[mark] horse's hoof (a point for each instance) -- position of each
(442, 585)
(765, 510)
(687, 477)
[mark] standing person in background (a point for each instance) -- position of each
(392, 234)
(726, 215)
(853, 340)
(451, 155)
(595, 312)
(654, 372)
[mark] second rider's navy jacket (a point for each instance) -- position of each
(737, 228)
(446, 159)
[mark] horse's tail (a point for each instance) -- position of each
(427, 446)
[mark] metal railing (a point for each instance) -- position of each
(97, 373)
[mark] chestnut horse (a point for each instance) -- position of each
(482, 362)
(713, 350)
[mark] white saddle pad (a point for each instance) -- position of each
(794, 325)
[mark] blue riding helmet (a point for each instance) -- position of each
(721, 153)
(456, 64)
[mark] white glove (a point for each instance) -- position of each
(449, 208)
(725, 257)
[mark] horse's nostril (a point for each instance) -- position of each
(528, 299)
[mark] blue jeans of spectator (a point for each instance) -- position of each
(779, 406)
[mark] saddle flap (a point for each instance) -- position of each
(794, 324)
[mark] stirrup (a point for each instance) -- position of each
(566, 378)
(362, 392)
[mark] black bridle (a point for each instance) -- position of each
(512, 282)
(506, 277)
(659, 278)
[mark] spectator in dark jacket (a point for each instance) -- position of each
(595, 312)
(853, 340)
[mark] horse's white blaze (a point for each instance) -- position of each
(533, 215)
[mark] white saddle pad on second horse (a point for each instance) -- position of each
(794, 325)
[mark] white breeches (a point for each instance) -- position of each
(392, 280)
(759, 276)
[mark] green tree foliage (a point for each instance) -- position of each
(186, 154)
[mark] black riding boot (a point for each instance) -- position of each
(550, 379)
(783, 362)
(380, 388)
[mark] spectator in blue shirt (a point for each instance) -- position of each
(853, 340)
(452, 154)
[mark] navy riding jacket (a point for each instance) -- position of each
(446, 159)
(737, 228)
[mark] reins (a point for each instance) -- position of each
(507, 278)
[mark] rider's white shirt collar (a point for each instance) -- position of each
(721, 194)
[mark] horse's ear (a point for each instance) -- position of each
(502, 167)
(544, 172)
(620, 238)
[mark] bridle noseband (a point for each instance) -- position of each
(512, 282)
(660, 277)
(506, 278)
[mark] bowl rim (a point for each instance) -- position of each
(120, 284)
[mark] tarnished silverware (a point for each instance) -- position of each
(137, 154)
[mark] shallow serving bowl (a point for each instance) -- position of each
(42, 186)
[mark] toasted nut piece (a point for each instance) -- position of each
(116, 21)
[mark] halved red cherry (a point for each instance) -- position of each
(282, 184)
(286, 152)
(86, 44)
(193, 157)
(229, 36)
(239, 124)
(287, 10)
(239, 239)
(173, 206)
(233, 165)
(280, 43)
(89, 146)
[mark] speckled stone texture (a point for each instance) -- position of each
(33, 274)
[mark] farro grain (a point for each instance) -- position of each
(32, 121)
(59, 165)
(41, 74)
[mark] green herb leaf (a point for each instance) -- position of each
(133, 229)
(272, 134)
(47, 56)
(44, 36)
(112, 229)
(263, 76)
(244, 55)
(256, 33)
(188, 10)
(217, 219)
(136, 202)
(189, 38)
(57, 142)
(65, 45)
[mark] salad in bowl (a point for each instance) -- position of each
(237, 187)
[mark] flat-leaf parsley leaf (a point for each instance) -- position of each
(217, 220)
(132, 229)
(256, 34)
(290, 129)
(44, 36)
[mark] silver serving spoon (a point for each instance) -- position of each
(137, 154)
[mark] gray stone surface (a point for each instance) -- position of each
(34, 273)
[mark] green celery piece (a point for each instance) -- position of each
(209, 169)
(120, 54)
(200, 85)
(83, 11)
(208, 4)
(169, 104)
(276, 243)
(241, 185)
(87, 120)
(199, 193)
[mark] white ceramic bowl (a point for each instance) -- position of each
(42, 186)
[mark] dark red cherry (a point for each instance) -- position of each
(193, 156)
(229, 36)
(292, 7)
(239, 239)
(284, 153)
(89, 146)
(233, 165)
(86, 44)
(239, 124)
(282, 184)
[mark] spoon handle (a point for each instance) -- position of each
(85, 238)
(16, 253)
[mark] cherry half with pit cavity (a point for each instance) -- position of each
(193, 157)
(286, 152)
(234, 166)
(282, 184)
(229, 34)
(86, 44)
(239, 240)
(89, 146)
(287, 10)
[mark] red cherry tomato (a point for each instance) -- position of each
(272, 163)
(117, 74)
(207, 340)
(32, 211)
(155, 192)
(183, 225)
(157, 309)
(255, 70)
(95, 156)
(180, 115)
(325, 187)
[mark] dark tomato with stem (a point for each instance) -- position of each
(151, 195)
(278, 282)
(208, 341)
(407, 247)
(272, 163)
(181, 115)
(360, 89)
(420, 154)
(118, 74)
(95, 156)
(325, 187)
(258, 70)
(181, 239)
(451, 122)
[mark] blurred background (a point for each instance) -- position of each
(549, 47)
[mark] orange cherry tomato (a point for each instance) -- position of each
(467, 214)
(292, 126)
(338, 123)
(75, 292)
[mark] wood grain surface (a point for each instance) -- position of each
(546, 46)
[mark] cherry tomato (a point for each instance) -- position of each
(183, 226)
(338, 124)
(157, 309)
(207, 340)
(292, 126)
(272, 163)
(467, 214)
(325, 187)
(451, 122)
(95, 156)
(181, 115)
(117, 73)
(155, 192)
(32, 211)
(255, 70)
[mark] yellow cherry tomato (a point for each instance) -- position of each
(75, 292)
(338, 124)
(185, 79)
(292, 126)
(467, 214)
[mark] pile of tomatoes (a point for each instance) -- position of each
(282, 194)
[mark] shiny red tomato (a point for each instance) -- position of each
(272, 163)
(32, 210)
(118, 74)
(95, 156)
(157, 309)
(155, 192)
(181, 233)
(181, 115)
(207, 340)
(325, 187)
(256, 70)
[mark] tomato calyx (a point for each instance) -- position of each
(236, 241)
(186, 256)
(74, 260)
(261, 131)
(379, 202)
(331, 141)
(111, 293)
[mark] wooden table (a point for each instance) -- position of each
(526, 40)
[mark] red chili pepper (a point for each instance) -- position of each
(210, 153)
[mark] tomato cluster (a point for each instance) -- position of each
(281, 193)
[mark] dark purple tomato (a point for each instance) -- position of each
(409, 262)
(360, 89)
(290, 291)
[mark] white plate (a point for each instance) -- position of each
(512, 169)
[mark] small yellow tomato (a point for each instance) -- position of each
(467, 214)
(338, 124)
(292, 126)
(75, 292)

=====

§ Written task
Please reprint all of the material above, swapping every "position of each" for "location of each" and leaving the rest untouched.

§ Output for this task
[mark] horse's hoof (a point for each instance) -- location of each
(442, 585)
(765, 510)
(687, 477)
[mark] standing person in background (a point for each instance) -- location of each
(392, 234)
(726, 215)
(853, 340)
(451, 155)
(595, 312)
(654, 372)
[mark] second rider's navy jacket (a point for each instance) -- location of each
(737, 228)
(446, 159)
[mark] horse's tail (a point for each instance) -- location of each
(427, 446)
[mark] metal railing (a point for each instance) -- location of each
(97, 373)
[mark] chestnut horse (a point for each instance) -- location of each
(482, 362)
(713, 350)
[mark] white saddle pad (a point for each instance) -- location of each
(794, 325)
[mark] blue riding helmet (a point for each instance) -- location of each
(721, 153)
(456, 64)
[mark] white glove (a point for each instance) -- location of each
(449, 208)
(725, 257)
[mark] horse's nostril (a point for each instance) -- location of each
(528, 299)
[mark] blue jeans of spectator (a point for each instance) -- location of each
(779, 406)
[mark] saddle flap (a point for each instance) -- location of each
(794, 324)
[mark] stirrup (a point for each instance) -- location of each
(566, 378)
(362, 392)
[mark] black bridle (a point for each instance) -- location of each
(512, 282)
(506, 277)
(659, 278)
[mark] spectator in dark jacket (a point for each instance) -- location of each
(595, 312)
(853, 340)
[mark] horse's white blaze (a point for each instance) -- location of each
(533, 215)
[mark] white saddle pad on second horse (a point for each instance) -- location of each
(794, 325)
[mark] white breeches (a point for each instance) -- location of each
(392, 280)
(759, 276)
[mark] green tree foliage (a point for each instance) -- location of each
(186, 154)
[mark] black riding boot (a point for each instance) -- location of each
(550, 379)
(783, 362)
(380, 388)
[mark] spectator in blue shirt (a point for each instance) -- location of each
(853, 340)
(452, 154)
[mark] navy riding jacket (a point for each instance) -- location of each
(446, 159)
(737, 228)
[mark] reins (a point for each instance) -- location of each
(507, 278)
[mark] rider's white shirt collar (a point for each instance) -- location of each
(721, 194)
[mark] horse's ear (a point for each instance) -- location of each
(502, 167)
(544, 172)
(620, 238)
[mark] bridle noseband (a point for each instance) -- location of each
(512, 282)
(660, 277)
(506, 278)
[mark] bowl rim (a point for each instance) -- location of each
(120, 284)
[mark] tarnished silverware (a point for each instance) -- location of each
(137, 154)
[mark] shallow serving bowl (a point for each instance) -- location of each
(42, 186)
[mark] toasted nut piece (a point for each instance) -- location of each
(116, 21)
[mark] halved red cherry (a point for each instance) -- location of each
(282, 184)
(286, 152)
(86, 44)
(193, 157)
(229, 36)
(239, 124)
(287, 10)
(239, 239)
(173, 206)
(233, 165)
(280, 43)
(89, 146)
[mark] speckled stone texture (a point for each instance) -- location of each
(33, 274)
[mark] farro grain (a point for each instance) -- location of each
(32, 121)
(59, 165)
(41, 74)
[mark] green herb leaf (a point for each instance) -- location of each
(133, 229)
(272, 134)
(47, 56)
(44, 36)
(112, 229)
(263, 76)
(244, 55)
(256, 33)
(188, 10)
(217, 219)
(136, 202)
(189, 38)
(57, 142)
(65, 45)
[mark] salad in bowl (a point for each instance) -- location of each
(237, 187)
[mark] flat-leaf parsley leaf (a point for each instance) -- location of each
(217, 220)
(132, 229)
(256, 34)
(290, 129)
(44, 36)
[mark] silver serving spoon (a point for each instance) -- location of each
(137, 154)
[mark] gray stone surface (a point for each instance) -- location of each
(34, 273)
[mark] green celery piece (a point for each instance) -- location of each
(209, 169)
(120, 54)
(200, 85)
(83, 11)
(208, 4)
(169, 104)
(276, 243)
(241, 185)
(87, 120)
(199, 193)
[mark] white ceramic bowl (a point for each instance) -- location of each
(42, 186)
[mark] dark red cherry (a point for each instance) -- location of each
(193, 156)
(229, 36)
(292, 7)
(239, 239)
(284, 153)
(89, 146)
(233, 165)
(86, 44)
(239, 124)
(282, 184)
[mark] spoon handle (a point for each instance) -- location of each
(85, 238)
(16, 253)
[mark] cherry half with pit cavity (a point for each instance) -- location of each
(193, 157)
(286, 152)
(234, 166)
(282, 184)
(229, 34)
(86, 44)
(239, 240)
(89, 146)
(287, 10)
[mark] red cherry tomato (a point for each instance) -- location of each
(272, 163)
(117, 74)
(207, 340)
(32, 211)
(155, 192)
(183, 225)
(157, 309)
(255, 70)
(95, 156)
(180, 115)
(325, 187)
[mark] dark tomato with stem (a point for each instance) -- location of each
(151, 195)
(278, 282)
(208, 341)
(407, 247)
(272, 163)
(181, 115)
(360, 89)
(420, 154)
(118, 74)
(95, 156)
(325, 187)
(258, 70)
(181, 239)
(451, 122)
[mark] blurred background (a point for each instance) -- location of each
(549, 47)
[mark] orange cherry tomato (a point for each instance) -- location of each
(467, 214)
(292, 126)
(338, 123)
(75, 292)
[mark] wood grain surface (a point for each instance) -- location of each
(546, 46)
[mark] cherry tomato (a point for each instance) -- location of each
(183, 226)
(338, 124)
(157, 309)
(207, 340)
(292, 126)
(272, 163)
(467, 214)
(325, 187)
(451, 122)
(95, 156)
(181, 115)
(117, 73)
(155, 192)
(32, 211)
(255, 70)
[mark] yellow cherry tomato (a point for each instance) -- location of each
(75, 292)
(338, 124)
(185, 79)
(292, 126)
(467, 214)
[mark] pile of tomatoes (a point for each instance) -- location of each
(282, 194)
[mark] shiny red tomato (a point for each instance) -- location of each
(272, 163)
(32, 210)
(118, 74)
(95, 156)
(157, 309)
(155, 192)
(181, 233)
(181, 115)
(207, 340)
(325, 187)
(256, 70)
[mark] tomato calyx (a point for each instance) -- location of each
(236, 241)
(186, 256)
(74, 260)
(261, 131)
(379, 202)
(331, 141)
(111, 293)
[mark] wooden table (a point for each instance) -- location of each
(526, 40)
[mark] red chili pepper (a point for each instance) -- location of each
(210, 153)
[mark] tomato cluster (a point for each instance) -- location of each
(281, 193)
[mark] dark purple tomato (a point for each instance) -- location of each
(409, 262)
(360, 89)
(290, 291)
[mark] white plate (a point for each instance) -- location of each
(512, 169)
[mark] small yellow tomato (a point for each instance) -- location of each
(467, 214)
(338, 124)
(292, 126)
(75, 292)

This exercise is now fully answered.